## Direction
Reproduce word for word the lines from the start of the records through the line containing "[69,93,242,169]", including that line, and leave the pictures out of your answer.

## Rows from a dataset
((
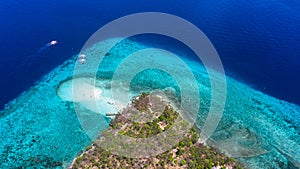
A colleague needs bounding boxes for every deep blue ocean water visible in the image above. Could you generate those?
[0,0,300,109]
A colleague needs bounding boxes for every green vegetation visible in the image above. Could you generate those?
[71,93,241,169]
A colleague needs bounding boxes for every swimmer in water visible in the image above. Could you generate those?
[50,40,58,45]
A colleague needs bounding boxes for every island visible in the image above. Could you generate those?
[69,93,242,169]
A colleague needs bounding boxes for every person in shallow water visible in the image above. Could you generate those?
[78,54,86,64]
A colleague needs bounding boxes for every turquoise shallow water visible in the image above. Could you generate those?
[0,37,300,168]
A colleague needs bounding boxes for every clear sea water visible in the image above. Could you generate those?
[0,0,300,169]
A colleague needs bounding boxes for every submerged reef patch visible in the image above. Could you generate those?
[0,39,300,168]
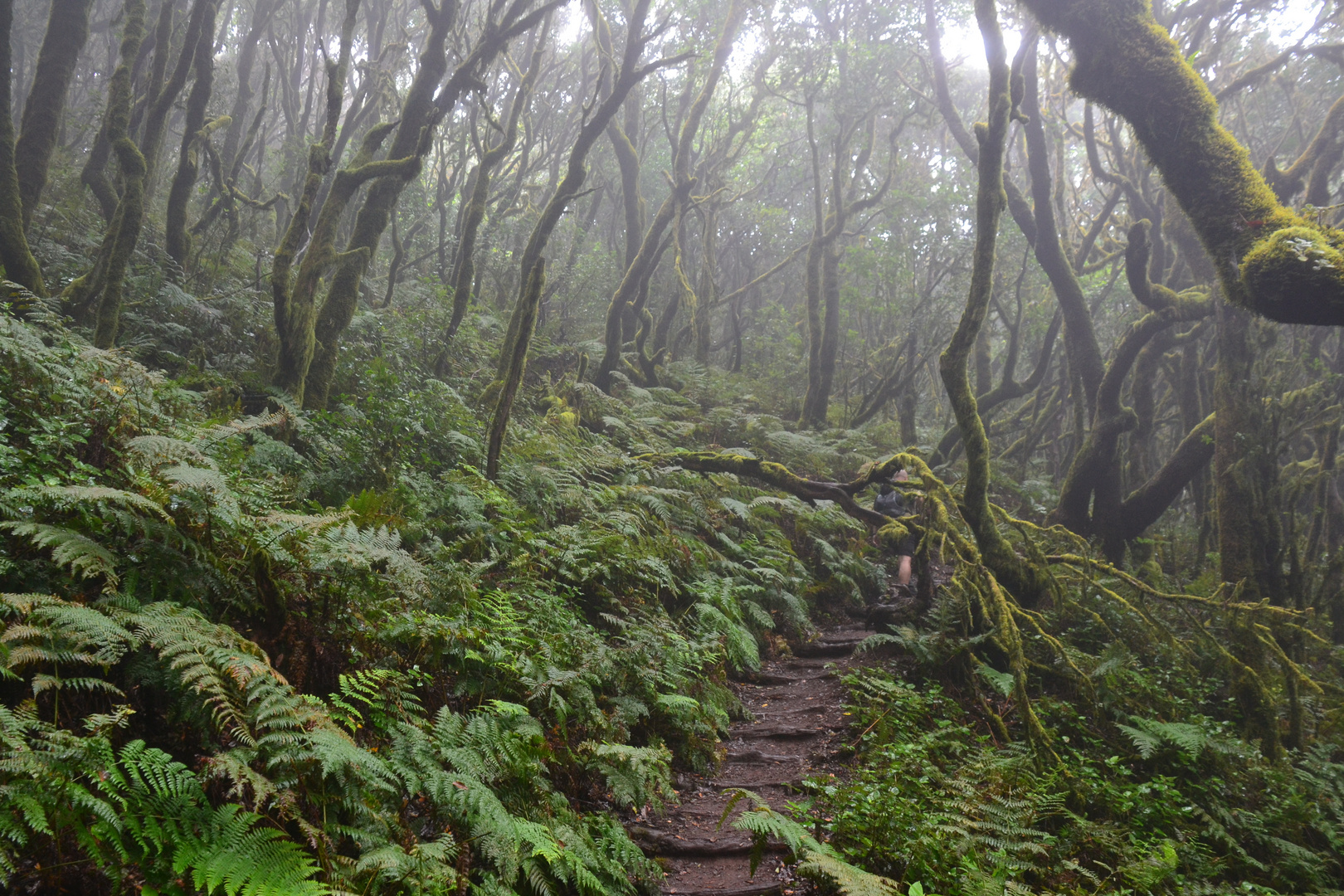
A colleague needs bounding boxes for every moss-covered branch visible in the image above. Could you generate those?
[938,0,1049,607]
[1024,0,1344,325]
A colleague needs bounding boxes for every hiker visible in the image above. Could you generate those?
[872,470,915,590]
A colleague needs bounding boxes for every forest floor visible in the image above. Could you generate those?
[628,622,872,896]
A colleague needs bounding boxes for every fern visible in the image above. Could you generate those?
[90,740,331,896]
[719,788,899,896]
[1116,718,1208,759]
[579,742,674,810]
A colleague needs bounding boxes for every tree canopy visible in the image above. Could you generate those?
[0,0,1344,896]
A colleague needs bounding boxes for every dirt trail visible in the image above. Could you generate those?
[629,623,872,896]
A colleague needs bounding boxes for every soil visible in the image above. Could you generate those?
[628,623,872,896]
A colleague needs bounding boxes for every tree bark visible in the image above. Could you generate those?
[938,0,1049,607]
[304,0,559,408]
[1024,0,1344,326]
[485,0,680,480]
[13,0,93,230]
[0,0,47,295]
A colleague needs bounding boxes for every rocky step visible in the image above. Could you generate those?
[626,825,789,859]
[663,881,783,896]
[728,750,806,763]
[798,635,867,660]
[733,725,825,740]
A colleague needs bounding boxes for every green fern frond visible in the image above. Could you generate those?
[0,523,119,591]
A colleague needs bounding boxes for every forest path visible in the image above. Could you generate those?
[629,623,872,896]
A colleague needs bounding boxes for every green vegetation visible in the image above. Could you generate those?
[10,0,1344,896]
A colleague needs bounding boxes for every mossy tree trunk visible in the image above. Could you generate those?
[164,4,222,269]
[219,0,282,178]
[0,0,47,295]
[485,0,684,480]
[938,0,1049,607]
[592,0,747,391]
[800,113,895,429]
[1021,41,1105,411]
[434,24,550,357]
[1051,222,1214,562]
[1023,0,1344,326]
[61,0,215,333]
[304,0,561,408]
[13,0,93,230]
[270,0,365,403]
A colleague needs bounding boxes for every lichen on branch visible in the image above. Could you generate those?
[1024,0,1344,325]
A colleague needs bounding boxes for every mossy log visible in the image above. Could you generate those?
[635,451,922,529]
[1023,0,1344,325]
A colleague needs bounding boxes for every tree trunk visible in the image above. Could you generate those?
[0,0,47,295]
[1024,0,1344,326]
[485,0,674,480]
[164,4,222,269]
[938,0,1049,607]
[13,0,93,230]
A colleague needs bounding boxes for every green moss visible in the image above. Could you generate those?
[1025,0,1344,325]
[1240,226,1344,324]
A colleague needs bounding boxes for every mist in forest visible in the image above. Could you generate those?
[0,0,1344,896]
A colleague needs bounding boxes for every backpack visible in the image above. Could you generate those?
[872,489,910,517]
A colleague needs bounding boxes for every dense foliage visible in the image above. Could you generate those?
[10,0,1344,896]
))
## Response to this task
A colleague needs bounding boxes for every deep blue ocean water visible in the image above. Could you generate those?
[0,0,300,109]
A colleague needs bounding boxes for every green vegetation visible in the image above. Could you generate those?
[71,93,241,169]
A colleague needs bounding boxes for every swimmer in water visible in the image above. Could you generate those?
[50,40,58,45]
A colleague needs bounding boxes for every island visible in the image above. Could you generate those?
[69,93,242,169]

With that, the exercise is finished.